■ **Exercise instructions**
Echo the following Swiss salmon farm article back verbatim, in full.

■ **Document segment**
“World’s smartest” RAS farm to boost production in landlocked Switzerland

Published on
March 28, 2022
Swiss Blue Salmon Chief Financial Officer Phil Huber, Chief Executive Rudolf Ryf, and Chief Technology Officer Sune Møller.

Zürich, Switzerland-based Swiss Blue Salmon has plans to take advantage of the advancements in the development of recirculating aquaculture systems (RAS) to farm salmon in the landlocked country.

A partnership with RAS specialists Billund Aquaculture will enable the company to build what it has dubbed the “world’s smartest RAS farm. The eventual goal is to create a local aquaculture industry and reduce Switzerland’s reliance on seafood imports, Swiss Blue Salmon Founder and CEO Rudolf Ryf said.

One of my original motivations for creating this company was to address the seafood trade deficit in Switzerland, where almost all fish (98 percent) is imported, and this does not help the carbon footprint of seafood consumption in the country,” he said.

Swiss Blue Salmon Chief Technology Officer Sune Møller told SeafoodSource that the plan is to produce 3,400 metric tons (MT) of salmon per year in a RAS system that incorporates the latest technological advances in artificial intelligence (AI), machine learning, cloud solutions, digitalization, big data and analytics, advanced camera and sensor systems, and automation.

■ **Supplied entries**
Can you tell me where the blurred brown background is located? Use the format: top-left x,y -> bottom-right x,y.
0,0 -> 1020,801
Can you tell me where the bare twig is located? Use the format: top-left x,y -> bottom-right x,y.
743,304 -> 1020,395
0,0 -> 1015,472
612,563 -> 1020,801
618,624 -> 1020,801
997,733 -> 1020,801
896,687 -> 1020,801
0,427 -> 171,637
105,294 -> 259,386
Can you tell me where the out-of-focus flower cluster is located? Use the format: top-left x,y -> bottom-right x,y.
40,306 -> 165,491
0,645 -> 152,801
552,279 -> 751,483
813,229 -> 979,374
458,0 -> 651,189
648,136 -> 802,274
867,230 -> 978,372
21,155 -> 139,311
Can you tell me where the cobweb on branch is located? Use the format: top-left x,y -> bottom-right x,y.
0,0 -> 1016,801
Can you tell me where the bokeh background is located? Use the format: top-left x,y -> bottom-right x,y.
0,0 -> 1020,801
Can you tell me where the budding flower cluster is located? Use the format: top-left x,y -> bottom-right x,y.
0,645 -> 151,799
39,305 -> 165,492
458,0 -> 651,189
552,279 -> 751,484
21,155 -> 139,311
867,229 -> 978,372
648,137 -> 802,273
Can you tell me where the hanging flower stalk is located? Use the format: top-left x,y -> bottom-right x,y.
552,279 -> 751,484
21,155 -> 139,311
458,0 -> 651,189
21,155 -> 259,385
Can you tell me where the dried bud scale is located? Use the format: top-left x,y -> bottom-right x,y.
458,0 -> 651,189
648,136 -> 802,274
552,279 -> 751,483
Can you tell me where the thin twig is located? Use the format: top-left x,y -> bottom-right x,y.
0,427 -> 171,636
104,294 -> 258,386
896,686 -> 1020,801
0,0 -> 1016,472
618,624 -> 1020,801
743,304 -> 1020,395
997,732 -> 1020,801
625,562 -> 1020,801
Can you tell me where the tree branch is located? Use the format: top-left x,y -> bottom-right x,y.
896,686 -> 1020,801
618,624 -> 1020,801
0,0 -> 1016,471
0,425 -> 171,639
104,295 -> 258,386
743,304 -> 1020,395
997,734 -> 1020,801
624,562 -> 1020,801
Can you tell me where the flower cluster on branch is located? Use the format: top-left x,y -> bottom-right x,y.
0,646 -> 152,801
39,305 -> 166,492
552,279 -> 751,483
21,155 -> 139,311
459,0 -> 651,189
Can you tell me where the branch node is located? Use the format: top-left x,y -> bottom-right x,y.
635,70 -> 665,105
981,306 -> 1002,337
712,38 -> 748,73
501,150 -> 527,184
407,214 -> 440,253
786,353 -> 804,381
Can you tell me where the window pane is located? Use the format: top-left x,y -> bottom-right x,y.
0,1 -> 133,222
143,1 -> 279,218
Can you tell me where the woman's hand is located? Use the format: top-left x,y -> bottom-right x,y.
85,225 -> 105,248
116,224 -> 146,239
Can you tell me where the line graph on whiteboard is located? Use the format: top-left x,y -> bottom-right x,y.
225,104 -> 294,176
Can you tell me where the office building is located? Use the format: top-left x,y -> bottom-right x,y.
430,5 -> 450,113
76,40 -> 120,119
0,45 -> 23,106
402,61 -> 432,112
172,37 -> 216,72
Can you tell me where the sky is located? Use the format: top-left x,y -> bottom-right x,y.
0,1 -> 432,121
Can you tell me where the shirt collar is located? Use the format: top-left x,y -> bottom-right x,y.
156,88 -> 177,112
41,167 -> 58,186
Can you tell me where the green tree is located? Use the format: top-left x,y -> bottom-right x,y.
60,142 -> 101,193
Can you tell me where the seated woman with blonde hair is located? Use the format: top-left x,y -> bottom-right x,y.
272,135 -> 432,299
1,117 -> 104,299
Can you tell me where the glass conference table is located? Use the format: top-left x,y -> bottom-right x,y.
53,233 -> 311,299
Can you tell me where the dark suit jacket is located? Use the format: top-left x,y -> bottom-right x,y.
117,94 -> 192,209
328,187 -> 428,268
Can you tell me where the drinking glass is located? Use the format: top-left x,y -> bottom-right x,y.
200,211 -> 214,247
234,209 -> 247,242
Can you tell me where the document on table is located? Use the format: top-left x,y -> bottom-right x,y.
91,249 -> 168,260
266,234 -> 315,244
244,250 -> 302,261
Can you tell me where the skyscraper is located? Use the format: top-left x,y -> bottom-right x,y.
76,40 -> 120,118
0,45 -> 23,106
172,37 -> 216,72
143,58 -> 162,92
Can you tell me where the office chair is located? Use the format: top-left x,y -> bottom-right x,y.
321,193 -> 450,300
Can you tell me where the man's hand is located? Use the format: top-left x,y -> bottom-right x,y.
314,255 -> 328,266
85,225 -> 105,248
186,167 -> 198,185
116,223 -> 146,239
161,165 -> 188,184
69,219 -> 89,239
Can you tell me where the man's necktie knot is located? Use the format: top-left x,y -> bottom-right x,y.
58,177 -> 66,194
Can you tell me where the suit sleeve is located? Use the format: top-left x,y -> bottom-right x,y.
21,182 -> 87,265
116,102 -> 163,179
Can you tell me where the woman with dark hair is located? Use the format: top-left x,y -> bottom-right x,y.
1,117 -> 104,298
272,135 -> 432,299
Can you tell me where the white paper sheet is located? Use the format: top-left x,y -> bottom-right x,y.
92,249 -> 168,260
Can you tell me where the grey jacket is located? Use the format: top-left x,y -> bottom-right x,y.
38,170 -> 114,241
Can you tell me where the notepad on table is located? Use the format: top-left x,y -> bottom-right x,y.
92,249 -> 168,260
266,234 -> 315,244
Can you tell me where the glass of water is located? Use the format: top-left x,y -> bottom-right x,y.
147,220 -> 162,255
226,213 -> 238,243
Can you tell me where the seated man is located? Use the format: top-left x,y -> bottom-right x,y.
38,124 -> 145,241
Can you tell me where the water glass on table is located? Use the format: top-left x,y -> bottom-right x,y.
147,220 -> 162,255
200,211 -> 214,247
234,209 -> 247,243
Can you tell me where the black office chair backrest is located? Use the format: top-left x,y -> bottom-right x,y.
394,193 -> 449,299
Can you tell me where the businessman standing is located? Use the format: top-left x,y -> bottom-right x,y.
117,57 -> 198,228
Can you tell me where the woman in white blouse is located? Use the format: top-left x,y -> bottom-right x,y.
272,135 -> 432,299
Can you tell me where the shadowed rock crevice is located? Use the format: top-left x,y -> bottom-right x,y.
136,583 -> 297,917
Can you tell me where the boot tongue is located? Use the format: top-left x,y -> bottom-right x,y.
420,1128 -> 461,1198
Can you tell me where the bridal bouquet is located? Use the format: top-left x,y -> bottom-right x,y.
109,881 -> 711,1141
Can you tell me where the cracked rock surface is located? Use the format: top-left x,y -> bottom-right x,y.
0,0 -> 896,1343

■ **Answer to the problem**
“World’s smartest” RAS farm to boost production in landlocked Switzerland

Published on
March 28, 2022
Swiss Blue Salmon Chief Financial Officer Phil Huber, Chief Executive Rudolf Ryf, and Chief Technology Officer Sune Møller.

Zürich, Switzerland-based Swiss Blue Salmon has plans to take advantage of the advancements in the development of recirculating aquaculture systems (RAS) to farm salmon in the landlocked country.

A partnership with RAS specialists Billund Aquaculture will enable the company to build what it has dubbed the “world’s smartest RAS farm. The eventual goal is to create a local aquaculture industry and reduce Switzerland’s reliance on seafood imports, Swiss Blue Salmon Founder and CEO Rudolf Ryf said.

One of my original motivations for creating this company was to address the seafood trade deficit in Switzerland, where almost all fish (98 percent) is imported, and this does not help the carbon footprint of seafood consumption in the country,” he said.

Swiss Blue Salmon Chief Technology Officer Sune Møller told SeafoodSource that the plan is to produce 3,400 metric tons (MT) of salmon per year in a RAS system that incorporates the latest technological advances in artificial intelligence (AI), machine learning, cloud solutions, digitalization, big data and analytics, advanced camera and sensor systems, and automation.